Task details =>
Copy each entry precisely as written, and do not carry over the pictures.

Extracted records =>
::::::::::
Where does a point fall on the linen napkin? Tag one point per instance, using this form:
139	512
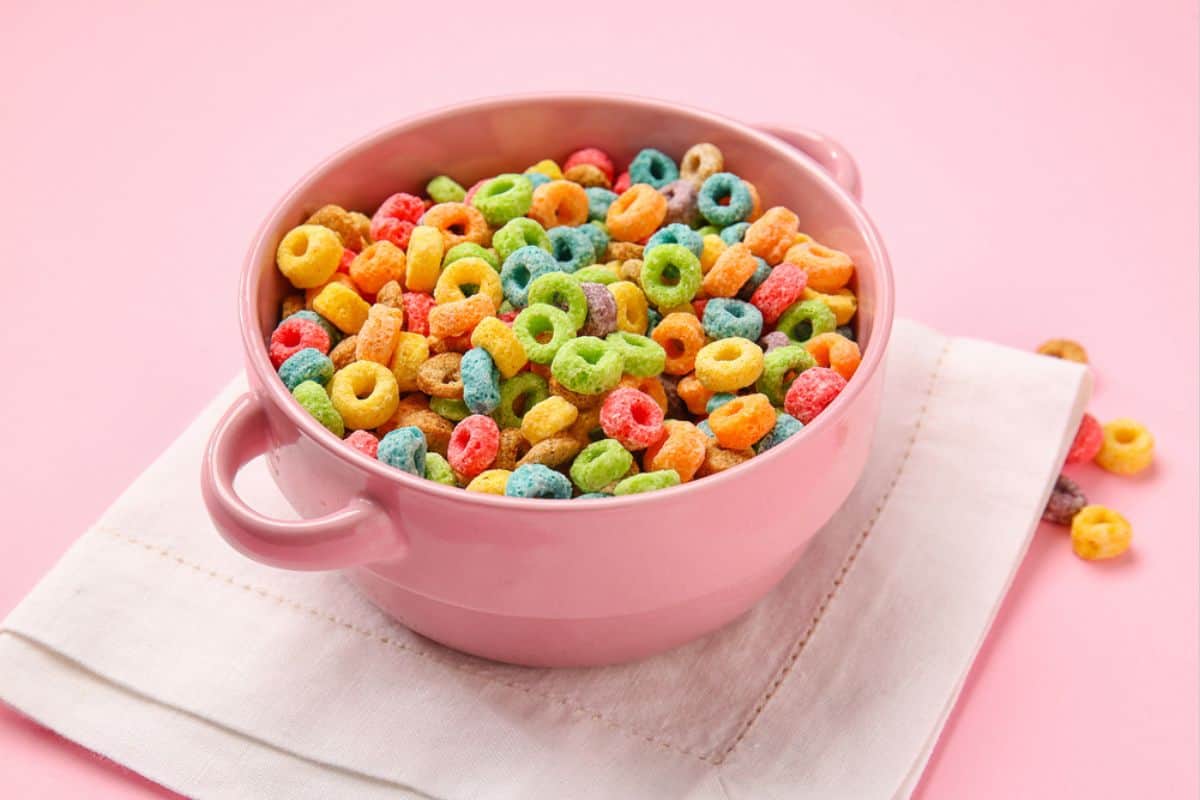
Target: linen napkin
155	644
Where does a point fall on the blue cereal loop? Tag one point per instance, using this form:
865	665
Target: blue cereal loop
405	449
725	186
677	234
725	318
599	199
571	248
538	481
522	268
480	382
653	167
309	364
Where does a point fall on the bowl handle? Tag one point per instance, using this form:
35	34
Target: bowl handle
358	534
832	156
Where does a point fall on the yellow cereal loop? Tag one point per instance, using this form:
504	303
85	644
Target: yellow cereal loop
468	271
729	365
841	302
342	306
713	247
412	350
502	344
490	481
309	256
425	251
633	313
547	168
365	394
1099	533
547	417
1127	447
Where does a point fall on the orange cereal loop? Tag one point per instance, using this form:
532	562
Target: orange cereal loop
460	317
459	222
755	200
771	236
377	338
342	306
390	294
342	223
837	352
376	265
828	269
636	214
468	272
559	203
1066	349
339	277
652	386
682	336
732	269
694	394
683	449
587	175
743	421
623	251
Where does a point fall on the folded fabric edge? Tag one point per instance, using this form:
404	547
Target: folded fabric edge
91	725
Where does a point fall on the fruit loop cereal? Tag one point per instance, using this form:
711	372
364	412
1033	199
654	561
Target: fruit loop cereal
581	328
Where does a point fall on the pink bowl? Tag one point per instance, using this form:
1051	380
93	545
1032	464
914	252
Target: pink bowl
540	582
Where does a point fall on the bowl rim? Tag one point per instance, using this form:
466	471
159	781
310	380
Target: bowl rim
257	353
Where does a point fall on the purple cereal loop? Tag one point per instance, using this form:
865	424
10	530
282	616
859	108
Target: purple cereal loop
1065	501
601	311
683	203
774	340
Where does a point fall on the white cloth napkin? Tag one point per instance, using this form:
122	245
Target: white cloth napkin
156	645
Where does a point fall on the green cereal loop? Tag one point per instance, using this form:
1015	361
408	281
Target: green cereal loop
505	197
538	319
641	482
777	366
313	398
805	319
599	464
595	274
451	408
444	188
520	233
641	355
559	289
587	365
522	390
437	469
670	275
471	250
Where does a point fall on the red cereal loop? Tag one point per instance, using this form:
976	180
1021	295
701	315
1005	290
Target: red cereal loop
293	335
365	441
417	312
631	417
473	445
594	156
1087	440
784	287
811	391
347	259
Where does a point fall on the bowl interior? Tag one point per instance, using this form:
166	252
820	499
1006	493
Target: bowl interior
481	139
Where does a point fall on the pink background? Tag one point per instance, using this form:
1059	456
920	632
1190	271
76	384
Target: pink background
1031	166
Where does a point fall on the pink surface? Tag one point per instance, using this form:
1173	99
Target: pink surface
1031	167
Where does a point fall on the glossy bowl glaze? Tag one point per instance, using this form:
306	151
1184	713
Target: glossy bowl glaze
540	582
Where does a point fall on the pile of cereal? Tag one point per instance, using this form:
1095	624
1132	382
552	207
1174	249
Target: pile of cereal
1122	446
561	332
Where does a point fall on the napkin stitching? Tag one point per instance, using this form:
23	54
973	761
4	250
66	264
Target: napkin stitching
844	570
387	641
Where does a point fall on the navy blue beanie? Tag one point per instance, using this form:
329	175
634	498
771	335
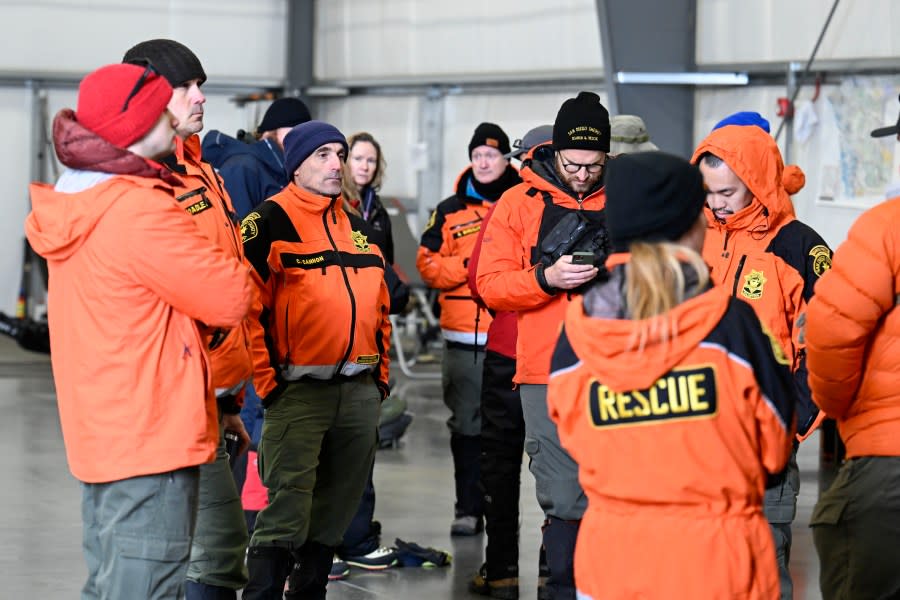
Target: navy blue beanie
304	139
651	196
744	118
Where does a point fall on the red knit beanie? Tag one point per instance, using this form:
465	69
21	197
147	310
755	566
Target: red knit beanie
102	95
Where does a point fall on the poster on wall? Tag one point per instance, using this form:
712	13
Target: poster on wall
856	169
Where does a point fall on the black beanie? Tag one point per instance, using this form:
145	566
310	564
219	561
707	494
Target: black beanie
582	123
489	134
284	112
652	197
173	60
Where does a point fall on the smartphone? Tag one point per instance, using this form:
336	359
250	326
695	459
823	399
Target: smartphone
583	258
232	445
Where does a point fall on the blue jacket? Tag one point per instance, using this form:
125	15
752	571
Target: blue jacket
252	172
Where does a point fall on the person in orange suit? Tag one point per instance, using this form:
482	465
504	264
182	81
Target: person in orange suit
674	401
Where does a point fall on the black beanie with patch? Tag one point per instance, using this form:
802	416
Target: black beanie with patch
489	134
651	197
582	123
173	60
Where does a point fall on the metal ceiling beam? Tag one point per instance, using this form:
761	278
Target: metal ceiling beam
625	27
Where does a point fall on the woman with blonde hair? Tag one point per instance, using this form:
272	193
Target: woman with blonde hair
364	172
673	400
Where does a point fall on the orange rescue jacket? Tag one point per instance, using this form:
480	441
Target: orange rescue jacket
443	257
673	444
853	335
506	275
202	195
323	303
763	254
129	276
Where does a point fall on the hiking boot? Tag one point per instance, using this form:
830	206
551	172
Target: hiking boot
505	589
339	570
466	525
376	560
544	592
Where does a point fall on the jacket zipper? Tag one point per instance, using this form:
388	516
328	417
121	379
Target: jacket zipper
340	260
287	333
737	275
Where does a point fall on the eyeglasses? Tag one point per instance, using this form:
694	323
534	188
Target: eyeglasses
148	71
573	168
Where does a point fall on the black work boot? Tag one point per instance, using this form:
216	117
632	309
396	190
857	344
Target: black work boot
466	450
308	580
559	544
268	567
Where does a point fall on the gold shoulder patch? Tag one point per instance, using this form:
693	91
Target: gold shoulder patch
249	229
360	241
754	282
821	259
780	357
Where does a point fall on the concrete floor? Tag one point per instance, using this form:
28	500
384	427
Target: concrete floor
40	501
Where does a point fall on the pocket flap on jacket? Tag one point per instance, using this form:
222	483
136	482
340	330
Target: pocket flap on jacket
828	511
274	431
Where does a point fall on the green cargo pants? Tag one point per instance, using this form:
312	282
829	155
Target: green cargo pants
220	536
317	446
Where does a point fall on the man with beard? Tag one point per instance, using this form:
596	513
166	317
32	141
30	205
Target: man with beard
521	269
442	260
217	567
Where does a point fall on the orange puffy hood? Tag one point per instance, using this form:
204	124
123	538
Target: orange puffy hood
755	158
606	343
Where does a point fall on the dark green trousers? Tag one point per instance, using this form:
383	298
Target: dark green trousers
220	536
856	529
317	446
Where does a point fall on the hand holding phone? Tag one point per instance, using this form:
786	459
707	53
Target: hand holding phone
583	258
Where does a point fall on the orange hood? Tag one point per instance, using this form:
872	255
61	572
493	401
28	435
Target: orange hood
605	343
755	158
63	217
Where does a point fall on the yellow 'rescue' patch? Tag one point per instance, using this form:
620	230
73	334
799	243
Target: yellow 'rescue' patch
754	282
360	241
249	229
821	259
686	393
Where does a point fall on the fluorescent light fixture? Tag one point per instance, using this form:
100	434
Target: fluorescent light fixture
682	78
326	90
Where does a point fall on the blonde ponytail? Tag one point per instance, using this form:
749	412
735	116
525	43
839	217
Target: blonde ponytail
::::::::::
Task result =>
Where does a point fall on the linen napkin? Tag one point per instance, using this form:
139	512
Target: linen napkin
155	644
Where does a point fall on the blue cereal loop? Tag one point per instance, using this form:
865	665
Target: blue cereal loop
405	449
725	186
677	234
725	318
599	199
571	248
538	481
522	268
480	382
653	167
309	364
Where does a point fall on the bowl handle? Tag one point per instance, using this form:
35	34
Target: bowl handle
358	534
832	156
Where does a point fall on the yellow cereal loop? Tag one point per instance, using this form:
504	303
85	644
Target: yellow cereal loop
468	271
729	365
841	302
342	306
713	247
412	350
502	344
490	481
309	256
425	251
633	313
547	168
365	394
1099	533
547	417
1127	447
Where does a point fall on the orange cereal loop? Tag one point per instance, using this form:
532	562
Target: orange cereal loop
460	317
459	222
755	200
771	236
377	338
342	306
390	294
342	223
837	352
376	265
828	269
636	214
468	272
559	203
1066	349
339	277
652	386
682	336
732	269
694	394
683	449
587	175
743	421
623	251
Where does a point fall on the folded fabric edge? Tag one point per instance, using this form:
404	547
Target: folded fabric edge
91	725
Where does a point fall on the fruit loop cereal? Tag one point per instance, using this form:
711	372
364	412
1033	199
654	561
Target: fruit loop cereal
581	328
Where does a point fall on the pink bowl? Tag one point per instance, using this form:
1051	380
93	545
1032	464
914	252
Target: pink bowl
540	582
Where does a point fall on the bowl rim? Tag one point per instance, using this form:
466	471
159	781
310	380
Target: bowl rim
257	353
Where does a point fall on the purple cereal loop? Tag one point per instance, using this form:
865	424
10	530
282	616
859	108
Target: purple cereal loop
1065	501
601	311
683	203
774	340
Where does a point fall on the white cloth napkin? Tag one point per instance, using this form:
122	245
Target: white cloth napkin
156	645
Where does a point fall on the green cereal loop? Tag one point per instance, using this form:
1015	361
408	281
Target: green cereal loop
505	197
538	319
641	482
777	366
313	398
805	319
599	464
595	274
451	408
444	188
520	233
641	355
559	289
587	365
522	390
437	469
670	275
471	250
Where does a point fall on the red cereal loop? Tag one point per instance, using this form:
976	180
1021	295
701	315
1005	290
Target: red cereal loop
293	335
365	441
417	312
631	417
473	445
594	156
1087	440
784	287
811	391
347	259
Where does a point fall on the bowl interior? Tag one point per instance, using this form:
166	252
820	499
1006	493
Target: bowl interior
481	139
Where does a point fall on the pink background? Tag one point per instance, using this form:
1059	456
920	632
1190	271
76	384
Target: pink background
1031	166
Where does a point fall on the pink surface? Tag one point per instance, using this form:
1173	99
Target: pink surface
1031	167
Where does a point fall on the glossy bowl glaze? Tag one point per instance, using this form:
306	151
1184	713
Target: glossy bowl glaze
540	582
Where does a point fall on the pile of cereal? Tag one point per instance, using this form:
1095	624
1132	382
552	207
1174	249
Target: pile of cereal
1122	446
561	332
Where does a point fall on the napkin stitching? Tag one point per instance, using this form:
23	54
973	761
4	250
66	264
Target: napkin stitching
844	570
387	641
Where does a point fall on the navy blue beanie? Tag one point per instance, using this form:
329	175
634	498
771	335
Target: navy blue beanie
304	139
651	196
744	118
Where does a point fall on the red knit beanie? Tag one point per instance, using this form:
465	69
21	197
147	310
755	566
Target: red knit beanie
102	95
Where does a point fall on the poster on wall? Tag one point per instance, using this form:
712	13
Target: poster on wall
856	169
Where does a point fall on the black beanie? Tag one point per instance, using this form:
145	566
310	564
219	561
707	494
Target: black beanie
582	123
489	134
284	112
652	197
173	60
Where does a point fall on the smartphone? Tag one point per instance, using this form:
336	359
250	326
695	459
823	399
Target: smartphone
583	258
232	445
Where does a point fall on the blue jacket? Tag one point per instance, using this form:
125	15
752	571
Target: blue jacket
252	172
Where does a point fall on the person in orange suit? Tag one point per instance, using this form:
482	465
504	264
182	81
Target: person in orange suit
674	401
Where does a point fall on the black beanie with patch? Tag one point per instance, using this form:
802	416
Target: black beanie with patch
489	134
651	197
582	123
173	60
Where does a point fall on the metal ceiling beam? Tag one point per instance, using this form:
761	278
Target: metal ceiling beam
625	27
Where does a point fall on the woman with blonde hair? Tag one point per instance, using this form:
272	193
Target: woman with blonde hair
364	172
673	400
Where does a point fall on the orange rescue jacket? Tag one point per instance, using this form:
480	441
Target: orange rescue jacket
443	257
673	444
853	335
506	275
202	195
323	303
763	254
129	276
Where does a point fall on the hiking boot? Tag one point per instance, using this form:
830	206
551	172
Target: hiking boot
505	589
339	570
466	525
376	560
544	592
Where does a point fall on the jacket zipper? Tag one point per instance, using this form:
388	516
328	417
121	379
Target: jacket zipper
340	260
287	333
737	275
Where does a point fall on the eyeglasses? Tag one point per instance, using this form:
694	323
534	188
Target: eyeglasses
148	71
573	168
Where does a point fall on the black work boot? Tag one point per instance, using this form:
216	117
632	309
396	190
857	344
Target: black work boot
466	450
308	580
559	544
268	567
Where does a point fall on the gold shoulder patch? Tag one point per instance, using this form:
693	91
Target: gold shoulder patch
249	229
360	241
754	282
821	259
780	357
Where does a point fall on the concrete floor? Tag one point per instance, using this form:
28	500
384	427
Target: concrete floor
40	501
Where does a point fall on the pocket flap on jacket? Tag one point per instance, using this form:
222	483
136	482
340	330
Target: pocket flap on jacket
828	511
274	431
Where does a point fall on the green cargo pants? Tag one point per instance, using this form:
312	282
829	155
Target: green cargo pants
220	536
317	446
Where does a point fall on the man with beard? Tag one point per instance, using this form:
596	513
166	317
32	141
30	205
Target: man with beard
521	269
442	260
217	567
Where does a point fall on the orange puffy hood? Tag one point per instance, using this form:
204	124
123	538
Target: orange puffy hood
755	158
606	343
Where does a point fall on the dark green trousers? Tag one point per instance, using this form:
383	298
Target: dark green trousers
220	536
856	529
317	446
Where does a point fall on the hand holding phone? Tag one point per instance, using this form:
786	459
707	53
Target: hand holding phone
583	258
Where does a point fall on the orange hood? Tag one point per instance, using this form:
872	255
61	572
493	401
28	435
Target: orange hood
605	343
755	158
63	217
Where does a point fall on the yellow 'rescue' patch? Tag one point per instance, using this form:
620	230
73	334
799	243
Target: yellow 'rescue' patch
754	282
360	241
249	229
821	259
686	393
Where does a point fall on the fluorescent light fixture? Tag one point per instance, using this form:
100	434
Target: fluorescent light fixture
682	78
326	90
Where does a point fall on the blonde ponytail? Tag one point per instance, using this form:
749	412
735	116
525	43
839	217
Target: blonde ponytail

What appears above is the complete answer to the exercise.